DATA FOR THIS TASK Block Start
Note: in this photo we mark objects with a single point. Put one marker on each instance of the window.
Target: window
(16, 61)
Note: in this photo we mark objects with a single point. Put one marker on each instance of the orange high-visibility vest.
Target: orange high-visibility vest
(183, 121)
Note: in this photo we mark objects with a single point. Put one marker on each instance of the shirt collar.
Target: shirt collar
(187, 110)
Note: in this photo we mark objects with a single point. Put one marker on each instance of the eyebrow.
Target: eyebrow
DATA FOR THIS TASK Block End
**WORK INSTRUCTIONS**
Return exactly the lines from the one containing "orange high-visibility vest." through the last line of the records above, both included, and nothing else.

**TASK OUTPUT**
Note: in this photo we mark objects with a single point. Put one marker on each instance of the orange high-visibility vest.
Target: orange high-visibility vest
(183, 121)
Note: in this photo we mark objects with a single point. Put one marker on each instance of the shirt collar.
Target: shirt collar
(187, 110)
Note: in this photo we mark objects with a single point. Put one marker on each instance of the eyebrow.
Target: eyebrow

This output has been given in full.